## Passage shown

★ ★ ★ ★ ★

Awful Night On The Job
From Redditor /u/ArtyTheAntelope:
"Hotel bartender here. Started a few months ago at a more upscale place. It was a quiet evening and a distraught-looking guy came to the bar and ordered a shot and a beer. I was catching some f*cked-up vibes.
To lighten the mood, I tried to drum up some light-hearted conversation. He tried to talk but couldn't. So I asked him if everything was alright.
He said no. I asked, 'What's wrong. Anything I can do to help? How about a plate of some food. On the house, buddy.'
He declines, proceeded to tell me the escort he hired slit her wrists and is [a corpse] in his room's bathtub.
I jumped back and was like, 'holy sh*t I'm calling 911.' After calling 911, I ran back to the bar to find the man slumped on the bar not moving. I run over to check on him, and his pulse is weak and he is pale and cold.
After, the police and medics arrive and cleaned up the mess. ... There was the man's [end-of-life] note found in the room by another guest a few days later (yup a few days) that said he wanted to feel a woman's touch one more time before [OD'ing] on something that killed him at my bar.
F*cked up. I got a week off work to deal with it, and was shocked when I came back to find everything normal, like nothing happened."
Unusual Clean-Up Request
From Redditor /u/Fluxywild:
"Worked in a motel when I was 17-18 years-old. I was at the front desk not working when the housekeeping guy called me to check something out in a room that was being cleaned. I go up there and the housekeeping guy is standing in the middle of the room, pointing up to the ceiling.

★ ★ ★ ★ ★

## Extracted records
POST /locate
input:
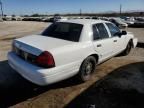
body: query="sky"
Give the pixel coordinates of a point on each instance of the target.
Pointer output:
(22, 7)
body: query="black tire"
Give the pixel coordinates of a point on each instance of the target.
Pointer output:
(128, 49)
(87, 68)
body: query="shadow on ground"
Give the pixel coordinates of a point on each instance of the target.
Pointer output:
(122, 88)
(15, 89)
(140, 45)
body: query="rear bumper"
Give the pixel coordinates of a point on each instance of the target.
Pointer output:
(41, 76)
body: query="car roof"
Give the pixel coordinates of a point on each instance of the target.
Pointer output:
(84, 21)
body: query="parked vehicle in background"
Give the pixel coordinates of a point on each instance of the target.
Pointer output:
(118, 22)
(68, 48)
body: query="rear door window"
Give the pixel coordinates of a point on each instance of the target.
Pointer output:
(100, 32)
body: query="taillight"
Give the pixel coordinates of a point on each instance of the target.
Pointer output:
(46, 60)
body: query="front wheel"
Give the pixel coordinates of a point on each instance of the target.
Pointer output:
(87, 68)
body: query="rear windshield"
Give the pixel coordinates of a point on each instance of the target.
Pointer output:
(65, 31)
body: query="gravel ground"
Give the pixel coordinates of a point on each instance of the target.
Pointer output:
(138, 32)
(19, 93)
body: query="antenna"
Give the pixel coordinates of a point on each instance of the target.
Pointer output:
(80, 12)
(1, 5)
(120, 9)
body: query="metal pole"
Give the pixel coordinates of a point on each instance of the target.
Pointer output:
(1, 8)
(120, 9)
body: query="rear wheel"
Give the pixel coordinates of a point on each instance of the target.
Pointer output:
(128, 49)
(87, 68)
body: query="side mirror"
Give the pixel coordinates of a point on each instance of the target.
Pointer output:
(123, 33)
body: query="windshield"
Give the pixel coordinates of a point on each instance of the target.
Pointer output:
(65, 31)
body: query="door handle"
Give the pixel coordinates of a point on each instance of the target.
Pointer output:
(99, 45)
(115, 41)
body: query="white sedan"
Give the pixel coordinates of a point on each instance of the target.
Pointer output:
(68, 48)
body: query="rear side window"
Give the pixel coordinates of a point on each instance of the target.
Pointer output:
(65, 31)
(96, 35)
(100, 31)
(113, 29)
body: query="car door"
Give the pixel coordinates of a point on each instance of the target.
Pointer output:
(102, 42)
(117, 38)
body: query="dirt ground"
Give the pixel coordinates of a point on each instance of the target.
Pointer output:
(117, 83)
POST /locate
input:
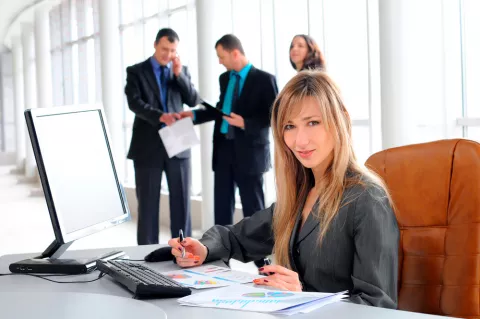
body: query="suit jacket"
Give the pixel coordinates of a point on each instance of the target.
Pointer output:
(143, 96)
(252, 144)
(359, 252)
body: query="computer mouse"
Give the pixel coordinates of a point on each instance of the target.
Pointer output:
(160, 254)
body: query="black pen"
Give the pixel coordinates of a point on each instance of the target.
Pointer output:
(268, 262)
(180, 234)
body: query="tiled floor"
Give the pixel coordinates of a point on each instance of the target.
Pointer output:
(25, 224)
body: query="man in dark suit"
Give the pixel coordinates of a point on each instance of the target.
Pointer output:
(241, 147)
(156, 90)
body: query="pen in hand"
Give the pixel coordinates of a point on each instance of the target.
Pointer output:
(181, 239)
(268, 262)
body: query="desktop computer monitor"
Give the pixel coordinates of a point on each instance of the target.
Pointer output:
(77, 171)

★ ★ ★ ★ ★

Continue the hotel staff stories at the top of the page, starting right after the last sentence shown.

## Output of the task
There was a set of bare foot prints on the ceiling, which is at least 10 feet high. Bare. Not shoes or slippers, and only in the middle and nowhere else. There's no way he jumped that high upside down and left no prints on the walls either.
Also he left a single bullet on the bed."
Shadow Figure
From Redditor /u/Mythrin:
"I used to work in my aunt and uncle's hotel in a Scottish village about 12 years ago, and the freakiest shit that happened to me was one night when I was sleeping in the staff quarters and heard a banging noise from along the corridor. This was about 3 am after most of the staff had gone to bed. I got up to go and tell whoever was coming in late to shut the f*ck up so I could go back to sleep, but the corridor was empty. Well-lit I have to add, this is key.
So I walk down the end of the corridor to see if it's folk coming up the stairs drunk or whatever. I look down to see a figure stomping up the stairs. The only way I can describe it is as though a shadow of a person that was solid. There were no features on the face or clothes on its body. Imagine someone in a black morph suit walking along but you could see things through them.I turned and ran back to my room and shut the door. I could still hear the stomping for some time, and I don't think I got a wink of sleep at all that night. I didn't leave my room until the sun was shining through my window. I asked a few of the other staff if they heard the banging the night before, but nobody else had, and like f*ck was I gonna mention seeing shadow men coming up the stairs at 3 am."